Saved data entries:
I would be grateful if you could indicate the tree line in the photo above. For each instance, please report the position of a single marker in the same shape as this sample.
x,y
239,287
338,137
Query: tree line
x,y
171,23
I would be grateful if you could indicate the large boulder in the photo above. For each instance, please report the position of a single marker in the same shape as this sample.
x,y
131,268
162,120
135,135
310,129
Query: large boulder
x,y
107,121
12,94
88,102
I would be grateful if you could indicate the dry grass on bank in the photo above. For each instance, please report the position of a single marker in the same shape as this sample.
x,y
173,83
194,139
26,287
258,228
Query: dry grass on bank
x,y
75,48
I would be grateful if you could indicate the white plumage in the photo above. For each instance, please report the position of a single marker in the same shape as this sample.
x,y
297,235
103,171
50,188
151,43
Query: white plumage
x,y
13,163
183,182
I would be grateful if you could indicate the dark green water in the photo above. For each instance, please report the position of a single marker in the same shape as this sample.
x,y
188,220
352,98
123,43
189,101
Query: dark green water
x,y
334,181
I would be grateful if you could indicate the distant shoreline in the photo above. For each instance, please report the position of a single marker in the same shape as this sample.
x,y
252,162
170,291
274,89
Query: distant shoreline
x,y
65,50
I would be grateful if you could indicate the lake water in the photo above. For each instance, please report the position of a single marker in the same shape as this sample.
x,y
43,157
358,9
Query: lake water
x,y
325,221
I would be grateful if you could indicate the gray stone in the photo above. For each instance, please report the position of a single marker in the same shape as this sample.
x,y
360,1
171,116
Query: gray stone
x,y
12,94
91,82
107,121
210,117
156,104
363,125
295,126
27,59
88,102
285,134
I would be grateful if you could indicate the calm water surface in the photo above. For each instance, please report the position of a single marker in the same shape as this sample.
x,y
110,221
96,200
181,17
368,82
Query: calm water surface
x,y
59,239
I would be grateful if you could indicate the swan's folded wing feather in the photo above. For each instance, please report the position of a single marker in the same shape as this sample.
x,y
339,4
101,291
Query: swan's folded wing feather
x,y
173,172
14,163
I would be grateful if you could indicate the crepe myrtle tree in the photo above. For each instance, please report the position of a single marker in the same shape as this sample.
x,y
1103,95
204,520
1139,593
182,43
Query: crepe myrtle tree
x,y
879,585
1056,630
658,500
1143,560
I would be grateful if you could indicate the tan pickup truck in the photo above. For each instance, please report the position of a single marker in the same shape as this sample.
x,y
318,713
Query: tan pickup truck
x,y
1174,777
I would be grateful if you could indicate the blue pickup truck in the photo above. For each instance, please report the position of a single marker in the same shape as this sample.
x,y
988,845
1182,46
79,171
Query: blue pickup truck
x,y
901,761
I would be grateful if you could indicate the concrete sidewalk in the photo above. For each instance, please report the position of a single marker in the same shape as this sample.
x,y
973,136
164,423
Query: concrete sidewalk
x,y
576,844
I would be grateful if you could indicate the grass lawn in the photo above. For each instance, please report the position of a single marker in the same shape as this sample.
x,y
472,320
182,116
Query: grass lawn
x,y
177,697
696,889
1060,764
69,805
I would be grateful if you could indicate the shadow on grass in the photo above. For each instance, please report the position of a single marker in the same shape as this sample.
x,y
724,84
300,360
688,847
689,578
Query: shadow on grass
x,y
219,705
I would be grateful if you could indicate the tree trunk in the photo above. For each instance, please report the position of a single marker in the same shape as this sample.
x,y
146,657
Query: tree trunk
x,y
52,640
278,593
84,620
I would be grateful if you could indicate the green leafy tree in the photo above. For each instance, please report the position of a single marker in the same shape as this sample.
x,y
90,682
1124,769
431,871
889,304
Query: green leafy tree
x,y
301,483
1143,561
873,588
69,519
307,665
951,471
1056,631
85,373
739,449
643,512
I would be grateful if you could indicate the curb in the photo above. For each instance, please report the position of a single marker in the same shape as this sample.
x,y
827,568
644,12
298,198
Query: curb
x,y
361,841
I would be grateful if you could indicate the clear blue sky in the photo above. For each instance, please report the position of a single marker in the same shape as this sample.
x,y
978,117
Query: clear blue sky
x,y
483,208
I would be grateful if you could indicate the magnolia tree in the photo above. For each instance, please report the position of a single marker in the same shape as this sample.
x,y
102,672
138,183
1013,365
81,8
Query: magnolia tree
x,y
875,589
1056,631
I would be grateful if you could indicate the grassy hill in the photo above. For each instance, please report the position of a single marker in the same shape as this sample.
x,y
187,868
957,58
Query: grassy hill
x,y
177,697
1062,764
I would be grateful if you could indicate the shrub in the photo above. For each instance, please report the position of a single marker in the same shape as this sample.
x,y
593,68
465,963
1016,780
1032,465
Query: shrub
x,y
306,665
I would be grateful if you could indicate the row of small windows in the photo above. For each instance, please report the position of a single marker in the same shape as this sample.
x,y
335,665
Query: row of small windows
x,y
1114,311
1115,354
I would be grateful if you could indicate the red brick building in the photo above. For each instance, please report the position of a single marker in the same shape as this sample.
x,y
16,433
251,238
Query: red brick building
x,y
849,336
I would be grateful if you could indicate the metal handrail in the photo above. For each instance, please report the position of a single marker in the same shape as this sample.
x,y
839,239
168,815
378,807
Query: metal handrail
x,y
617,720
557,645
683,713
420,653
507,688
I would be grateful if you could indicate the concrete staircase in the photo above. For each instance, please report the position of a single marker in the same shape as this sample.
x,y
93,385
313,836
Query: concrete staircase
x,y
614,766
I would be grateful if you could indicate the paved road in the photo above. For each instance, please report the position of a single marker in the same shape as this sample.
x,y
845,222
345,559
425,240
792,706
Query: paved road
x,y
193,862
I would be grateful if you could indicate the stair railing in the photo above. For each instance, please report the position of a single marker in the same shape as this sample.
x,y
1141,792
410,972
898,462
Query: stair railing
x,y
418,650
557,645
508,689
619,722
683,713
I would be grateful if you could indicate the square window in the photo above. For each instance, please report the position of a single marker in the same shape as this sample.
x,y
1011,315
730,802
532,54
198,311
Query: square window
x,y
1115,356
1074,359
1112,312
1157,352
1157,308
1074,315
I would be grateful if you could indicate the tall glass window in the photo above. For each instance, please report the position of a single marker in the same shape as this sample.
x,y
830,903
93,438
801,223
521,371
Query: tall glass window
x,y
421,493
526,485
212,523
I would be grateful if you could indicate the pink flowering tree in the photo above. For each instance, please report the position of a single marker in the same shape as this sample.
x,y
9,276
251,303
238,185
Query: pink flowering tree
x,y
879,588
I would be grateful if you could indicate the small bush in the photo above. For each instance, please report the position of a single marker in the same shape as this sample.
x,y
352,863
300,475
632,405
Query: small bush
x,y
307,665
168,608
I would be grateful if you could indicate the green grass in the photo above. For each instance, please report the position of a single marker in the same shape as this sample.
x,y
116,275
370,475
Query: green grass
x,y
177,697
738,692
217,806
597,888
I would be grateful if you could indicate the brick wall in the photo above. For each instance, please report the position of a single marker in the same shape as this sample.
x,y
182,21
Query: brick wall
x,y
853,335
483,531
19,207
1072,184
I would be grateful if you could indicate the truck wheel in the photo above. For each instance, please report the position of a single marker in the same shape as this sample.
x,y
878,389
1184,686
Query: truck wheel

● **Exercise prompt**
Set all of the data down again exactly.

● **Output for this exercise**
I would be grateful if you could indicate the tree line in the photo above. For each instance, please report the position of a single marker in the same shape as this sample.
x,y
239,287
338,137
Query: tree line
x,y
171,23
I would be grateful if you could indicate the large boulder in the photo above. For each instance, please report the position of a single marker in the same shape as this sample.
x,y
131,268
162,120
135,135
310,129
Query: large boulder
x,y
107,121
12,94
88,102
I would be grateful if you could indicate the dry grass on bank in the photo above. For each instance, please report the position of a single marker in the same shape as this sample.
x,y
173,83
194,139
26,287
258,228
Query: dry grass on bank
x,y
75,48
I would be grateful if you could indicate the white plumage in the photo above. For each instance, please report the position of a single marker in the same shape as this sample.
x,y
297,235
103,171
50,188
151,43
Query: white plumage
x,y
13,163
183,182
I would be grateful if you could indicate the dark green water in the photo above. For each instance, please report the position of a single marker in the same shape as this sample.
x,y
188,220
352,98
123,43
189,101
Query: dark green water
x,y
334,181
I would be grateful if you could indicate the distant shoreline in the photo above. For each instance, please report the position of a single marker in the same shape as this sample.
x,y
252,162
170,291
274,89
Query: distant shoreline
x,y
65,50
I would be grateful if you could indicate the lake water in the photo above. For each instance, please report the position of a single marker in the same shape as this sample.
x,y
43,157
358,9
Query: lake water
x,y
325,221
I would be grateful if you could indicate the gray stone in the photo above. For each instance, please report the position of a single marker in the same shape as this sample.
x,y
360,1
171,116
Query: gray stone
x,y
12,94
91,82
107,121
210,117
156,104
363,125
295,126
27,59
88,102
285,134
I would be grateful if you could indicate the calm water surface in the photo above. For each instance, please report the position of a single marker in the same shape as this sample.
x,y
110,221
96,200
181,17
368,82
Query: calm water surface
x,y
59,239
I would be grateful if you could indicate the swan's folded wing feather in the photo above. For each instance, please report the position of a single marker in the same shape as this sample.
x,y
339,4
101,291
Query: swan's folded wing feather
x,y
173,172
14,163
I would be grateful if you could indicate the crepe myrtle tree in the photo above. For each instance, please report the position of a single marker in the same shape as this sample.
x,y
1103,95
204,520
1139,593
182,43
Query: crepe myrtle tree
x,y
879,585
1056,630
658,500
1143,560
I would be grateful if you could indicate the tan pickup truck in the photo above. For each instance, please report the position of a single marker in the same shape as this sample.
x,y
318,713
Query: tan pickup truck
x,y
1174,777
I would be grateful if you could indicate the blue pickup truck in the photo above. For each instance, please report the position of a single marker in the same shape as this sample.
x,y
988,845
1182,46
79,171
Query: blue pickup truck
x,y
901,761
I would be grateful if you could indicate the concrete sidewalk in the photo above. For each instance, please report the position of a single marker in the same shape as this sample.
x,y
973,136
164,423
Query: concrete sidewalk
x,y
576,844
I would be grateful if you could indicate the grass lawn in the photo above. For each instance, please report the position of a single marker in the same shape as this sample.
x,y
472,320
182,116
Query: grass lawn
x,y
177,697
696,889
1060,764
69,805
I would be grateful if you could indicate the shadow on grass in the photo above. For each instance, please report the position of a single marker in the same shape as this sample.
x,y
724,84
300,360
688,847
689,578
Query: shadow on grass
x,y
219,705
I would be grateful if you could indicate the tree trunk in the photo above. For each instance, please report the position of a single marker in the same shape as this sample.
x,y
146,657
Query: tree trunk
x,y
52,640
278,593
84,620
I would be grateful if you could indicate the green leafy tree in the photo above. For each instance, please report the position of a single marker in the same shape as this sample.
x,y
90,682
1124,769
431,871
889,304
Query: green leafy tree
x,y
301,483
1143,561
873,588
69,519
307,665
951,471
1056,631
85,373
739,449
643,512
I would be grateful if you could indicate the curb in the photo above. For each instance, please report the position of a single marker in the same shape as this sample.
x,y
827,568
644,12
298,198
Query: curb
x,y
361,841
I would be grateful if you could indicate the clear blue sky in the photo above. For each instance, please report the position of a single marker in the same shape as this sample.
x,y
978,117
Query: clear blue sky
x,y
483,208
I would be grateful if you could indicate the magnolia tree in the photo above. For each instance, please report the position of a single marker in the same shape as this sample.
x,y
102,672
138,183
1013,365
81,8
Query: magnolia tree
x,y
875,589
1056,631
I would be grateful if you could indicate the grassy hill in the photo above. For each instance, please report the position of a single marker in the same shape as this sample.
x,y
187,868
957,58
Query: grassy hill
x,y
177,697
1062,764
I would be grateful if you could indicate the shrub in the photo above. For each instance, please report the position of a single marker in the same shape as this sample.
x,y
593,68
465,963
1016,780
1032,465
Query: shrub
x,y
306,665
I would be grateful if you could indicate the row of small windows in the photo above. For each instance, please report the position of a single marker in the same shape as this sample.
x,y
335,665
Query: row of small windows
x,y
1114,311
1115,354
I would be grateful if you could indicate the red brick building in the photo above. For each instance, please report the position of a single marker in the same shape as this sample.
x,y
16,433
251,238
Query: red brick building
x,y
849,336
I would be grateful if you could indicate the metal handrail in the photo above. For each instance, please report the position of a single marker in the same shape as this sample.
x,y
839,239
168,815
378,807
Query: metal handrail
x,y
617,720
557,645
683,713
420,653
507,688
I would be grateful if you could indicate the concrete staircase in the photo above. For each instance, please report the position of a single marker in the same shape as this sample.
x,y
93,385
313,836
Query: concrete staircase
x,y
614,766
I would be grateful if you could indicate the paved road in the photo above. For each instance, please report the position of a single marker in the same shape as this sample.
x,y
845,222
345,559
425,240
792,706
Query: paved road
x,y
193,862
I would be grateful if you could indicate the stair railing in the photo above. For each instance, please report the position of a single marker in the same shape as this sample.
x,y
1141,792
410,972
898,462
Query: stair railing
x,y
418,650
557,645
508,689
619,722
683,713
I would be grateful if you could indicate the square window in the photo above. For each instance, please report the position of a single marker in the same shape as this sample.
x,y
1011,315
730,802
532,54
198,311
Query: square window
x,y
1115,356
1074,359
1112,312
1157,352
1157,308
1074,315
I would be grateful if you could indicate the tall glass window in the photo above. For each instance, please report the position of a single marker in the same shape as this sample.
x,y
830,903
93,438
801,223
521,371
Query: tall glass window
x,y
421,493
526,485
212,523
I would be grateful if you could indicate the pink flowering tree in the photo above. For each instance, please report the position of a single marker in the same shape as this sample.
x,y
9,276
251,303
238,185
Query: pink flowering tree
x,y
879,588
I would be grateful if you could indicate the small bush in the photo above. For each instance, please report the position of a single marker in the same shape as this sample.
x,y
352,863
300,475
632,405
Query: small bush
x,y
307,665
168,608
I would be grateful if you could indicate the green grass in the photo above. For each instance, please report the position of a single marker in the same shape as this sample.
x,y
116,275
370,475
Query: green grass
x,y
177,697
738,692
217,806
597,888
I would be grateful if you could indicate the brick wall in the photo above. For each instance, please report the position of a single marker in the same shape as this sample.
x,y
182,21
Query: brick wall
x,y
853,335
483,531
19,207
1072,184
I would be grateful if you could indicate the truck wheel in the photo above. For each instance, please report the position of a single marker in the same shape as this sample.
x,y
878,389
1184,686
Query: truck wheel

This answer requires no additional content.